───── Vorliegender Auszug ─────
Eine sog. unechte Lohnzahlung eines Dritten
ist dann anzunehmen, wenn der Dritte lediglich als Leistungsmittler
fungiert. Der Arbeitgeber muss den von einem Dritten in
Zusammenhang mit dem Dienstverhältnis geleisteten Arbeitslohn
selbst der Lohnsteuer unterwerfen, wenn der Dritte in die Zahlung
als Leistungsmittler des Arbeitgebers eingeschaltet ist. Der den
Dritten als Leistungsmittler einsetzende Arbeitgeber bleibt der den
Arbeitslohn Zahlende. Der Dritte ist bloßer Leistungsmittler,
wenn er nur die Stellung einer Kasse des Arbeitgebers hat oder im
Auftrag des Arbeitgebers handelt (BFH-Urteile vom 30.5.2001 VI R
123/00, BFHE 195, 376, BStBl II 2002, 230 = SIS 01 12 14; vom
21.2.2003 VI R 74/00, BFHE 201, 300, BStBl II 2003, 496 = SIS 03 23 15).
Im Streitfall kann dahinstehen, ob im Hinblick
auf die eigenen rechtlichen Beziehungen zwischen den FSE und Y die
Zuwendungen aus Sicht von Y im Zusammenhang mit einem
Dienstverhältnis zur Klägerin standen und sich für
die Arbeitnehmer überhaupt als Frucht ihrer Arbeit für
die Klägerin darstellten (vgl. dazu BFH-Urteil vom 24.1.2001 I
R 100/98, BFHE 195, 102, BStBl II 2001, 509 = SIS 01 08 94). Denn Y
hatte nicht die Stellung einer Leistungsmittlerin. Diese kam
vielmehr mit den Zuwendungen jeweils einer eigenen rechtlichen
Verpflichtung gegenüber den FSE nach. Der Anspruch der
Arbeitnehmer auf Gewährung von Aktienoptionen bzw. auf
Zuschüsse zu dem SSIP richtete sich nicht gegen die
Klägerin, sondern ausschließlich gegen Y (vgl.
───── Bereitgestellte Zeilen ─────
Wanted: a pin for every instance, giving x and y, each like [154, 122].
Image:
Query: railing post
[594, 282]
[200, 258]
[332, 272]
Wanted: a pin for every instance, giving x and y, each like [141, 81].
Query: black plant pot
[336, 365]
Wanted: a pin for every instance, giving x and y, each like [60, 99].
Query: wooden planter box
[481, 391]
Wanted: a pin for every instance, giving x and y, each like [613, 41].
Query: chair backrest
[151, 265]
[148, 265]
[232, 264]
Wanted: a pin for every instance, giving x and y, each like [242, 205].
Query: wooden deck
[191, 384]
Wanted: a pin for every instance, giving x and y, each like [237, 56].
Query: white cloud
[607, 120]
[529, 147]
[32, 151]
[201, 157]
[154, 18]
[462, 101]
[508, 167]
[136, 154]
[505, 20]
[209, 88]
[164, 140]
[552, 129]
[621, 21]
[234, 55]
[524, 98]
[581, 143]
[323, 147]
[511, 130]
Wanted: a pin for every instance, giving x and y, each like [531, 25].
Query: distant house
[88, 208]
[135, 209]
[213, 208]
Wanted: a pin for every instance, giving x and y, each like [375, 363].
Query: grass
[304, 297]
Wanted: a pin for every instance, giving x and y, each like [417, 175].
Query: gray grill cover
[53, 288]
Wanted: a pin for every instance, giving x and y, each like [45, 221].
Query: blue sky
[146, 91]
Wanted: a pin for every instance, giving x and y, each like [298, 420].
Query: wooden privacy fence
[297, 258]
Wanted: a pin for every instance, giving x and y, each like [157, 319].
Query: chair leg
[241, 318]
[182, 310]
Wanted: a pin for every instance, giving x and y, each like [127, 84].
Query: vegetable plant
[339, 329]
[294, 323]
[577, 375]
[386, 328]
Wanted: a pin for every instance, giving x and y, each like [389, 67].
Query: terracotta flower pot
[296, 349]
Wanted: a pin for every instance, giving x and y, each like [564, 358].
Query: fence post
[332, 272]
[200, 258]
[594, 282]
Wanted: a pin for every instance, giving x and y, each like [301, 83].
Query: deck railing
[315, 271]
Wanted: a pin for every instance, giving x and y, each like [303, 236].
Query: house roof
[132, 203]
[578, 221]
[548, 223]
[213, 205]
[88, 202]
─────
───── Bereitgestellte Zeilen ─────
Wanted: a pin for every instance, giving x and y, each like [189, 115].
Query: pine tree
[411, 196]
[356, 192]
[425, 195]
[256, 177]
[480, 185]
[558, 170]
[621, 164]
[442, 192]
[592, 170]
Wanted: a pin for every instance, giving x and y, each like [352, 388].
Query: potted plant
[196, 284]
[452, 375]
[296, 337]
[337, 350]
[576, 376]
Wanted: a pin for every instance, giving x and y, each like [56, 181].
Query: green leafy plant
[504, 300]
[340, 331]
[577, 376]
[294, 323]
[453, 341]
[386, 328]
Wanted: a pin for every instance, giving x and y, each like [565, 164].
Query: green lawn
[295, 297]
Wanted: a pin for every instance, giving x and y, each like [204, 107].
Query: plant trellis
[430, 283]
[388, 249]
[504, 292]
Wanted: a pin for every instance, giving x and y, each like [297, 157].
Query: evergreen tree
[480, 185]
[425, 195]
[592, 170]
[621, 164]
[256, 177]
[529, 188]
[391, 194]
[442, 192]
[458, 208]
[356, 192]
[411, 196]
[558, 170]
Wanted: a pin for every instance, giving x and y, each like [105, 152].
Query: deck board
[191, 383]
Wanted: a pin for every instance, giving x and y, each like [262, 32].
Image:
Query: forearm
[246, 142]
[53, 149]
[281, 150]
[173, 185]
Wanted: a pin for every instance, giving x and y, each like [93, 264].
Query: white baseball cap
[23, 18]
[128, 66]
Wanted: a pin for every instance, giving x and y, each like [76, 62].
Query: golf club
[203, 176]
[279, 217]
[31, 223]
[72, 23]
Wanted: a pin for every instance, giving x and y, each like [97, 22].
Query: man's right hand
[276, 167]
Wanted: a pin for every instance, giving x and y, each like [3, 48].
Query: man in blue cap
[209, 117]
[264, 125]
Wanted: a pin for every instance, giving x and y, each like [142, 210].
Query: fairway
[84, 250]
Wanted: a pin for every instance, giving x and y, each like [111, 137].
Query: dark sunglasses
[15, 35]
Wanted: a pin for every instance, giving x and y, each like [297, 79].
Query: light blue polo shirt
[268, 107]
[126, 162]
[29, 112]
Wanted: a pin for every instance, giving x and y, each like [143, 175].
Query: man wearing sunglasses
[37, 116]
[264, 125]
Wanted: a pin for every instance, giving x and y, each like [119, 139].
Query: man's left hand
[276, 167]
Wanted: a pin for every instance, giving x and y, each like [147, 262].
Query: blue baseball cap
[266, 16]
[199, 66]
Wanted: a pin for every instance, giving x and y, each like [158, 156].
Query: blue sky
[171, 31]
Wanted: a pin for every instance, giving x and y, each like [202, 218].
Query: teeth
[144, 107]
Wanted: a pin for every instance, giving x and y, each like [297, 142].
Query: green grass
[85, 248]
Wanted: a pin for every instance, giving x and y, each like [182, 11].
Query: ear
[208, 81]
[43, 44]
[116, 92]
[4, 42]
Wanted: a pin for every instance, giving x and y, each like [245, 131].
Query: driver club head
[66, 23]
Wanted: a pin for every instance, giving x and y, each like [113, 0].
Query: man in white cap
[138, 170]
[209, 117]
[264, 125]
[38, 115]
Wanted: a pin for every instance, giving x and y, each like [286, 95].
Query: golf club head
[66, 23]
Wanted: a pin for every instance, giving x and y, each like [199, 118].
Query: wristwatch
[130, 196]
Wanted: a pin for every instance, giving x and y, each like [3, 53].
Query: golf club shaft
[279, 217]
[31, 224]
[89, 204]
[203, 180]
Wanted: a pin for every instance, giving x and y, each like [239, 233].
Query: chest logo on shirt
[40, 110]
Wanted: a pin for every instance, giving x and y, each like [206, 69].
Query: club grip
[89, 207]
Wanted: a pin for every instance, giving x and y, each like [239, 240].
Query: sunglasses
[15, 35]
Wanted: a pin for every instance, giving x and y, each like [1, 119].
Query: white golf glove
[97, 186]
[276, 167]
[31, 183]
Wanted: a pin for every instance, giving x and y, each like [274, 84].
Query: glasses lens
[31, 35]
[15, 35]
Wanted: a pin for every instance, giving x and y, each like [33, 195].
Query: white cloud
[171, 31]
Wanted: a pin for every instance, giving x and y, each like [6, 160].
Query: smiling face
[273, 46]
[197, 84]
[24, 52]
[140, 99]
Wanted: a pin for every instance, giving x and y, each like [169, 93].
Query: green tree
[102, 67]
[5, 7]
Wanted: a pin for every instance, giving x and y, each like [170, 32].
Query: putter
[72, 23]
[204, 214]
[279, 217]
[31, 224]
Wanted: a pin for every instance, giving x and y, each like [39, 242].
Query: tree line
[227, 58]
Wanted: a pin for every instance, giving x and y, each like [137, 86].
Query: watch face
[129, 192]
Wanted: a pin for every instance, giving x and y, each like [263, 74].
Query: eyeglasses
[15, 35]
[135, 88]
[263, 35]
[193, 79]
─────
**Zu bearbeitende Aufgaben**
(A) Übersetzen Sie aus dem Auszug zur unechten Lohnzahlung eines Dritten den Satz „Der den Dritten als Leistungsmittler einsetzende Arbeitgeber bleibt der den Arbeitslohn Zahlende.“ ins Englische.
(B) Führen Sie den Auszug zur unechten Lohnzahlung eines Dritten dort weiter, wo er aufhört.

**Lösungen der Aufgaben**
(A) The employer who uses the third party as a payment intermediary remains the party paying the wages.

(B)
BFH-Beschluss vom 23.7.2001 VI B 63/99, BFH/NV 2001, 1557 = SIS 01 81 32). Schließt der Arbeitnehmer eine Vereinbarung über
die Gewährung von Aktienoptionen oder sonstigen geldwerten
Vorteilen nicht mit seinem Arbeitgeber, sondern mit einem anderen
Konzernunternehmen ab, so können Ansprüche aus dieser
Vereinbarung nur gegenüber dem vertragsschließenden
Konzernunternehmen geltend gemacht werden und werden nicht
Bestandteil des Arbeitsverhältnisses mit dem Arbeitgeber. Dies
hat zur Folge, dass die Leistungen, die das andere
Konzernunternehmen - hier: Y - erbringt, ausschließlich
diesem zuzurechnen sind. Es handelt weder als Kasse noch als
Beauftragter des Arbeitgebers.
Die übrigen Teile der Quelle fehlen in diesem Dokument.